### INPUT

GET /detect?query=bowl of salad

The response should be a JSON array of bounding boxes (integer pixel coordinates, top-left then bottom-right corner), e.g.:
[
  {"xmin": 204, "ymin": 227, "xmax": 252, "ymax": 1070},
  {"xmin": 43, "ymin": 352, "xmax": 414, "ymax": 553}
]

######

PROBLEM REQUIREMENTS -> Retype the material in full. Keep every character as it is.

WORKED SOLUTION ->
GET /detect?query=bowl of salad

The response should be a JSON array of bounding boxes (integer pixel coordinates, top-left then bottom-right corner), e.g.:
[
  {"xmin": 204, "ymin": 227, "xmax": 252, "ymax": 1070},
  {"xmin": 43, "ymin": 352, "xmax": 414, "ymax": 553}
]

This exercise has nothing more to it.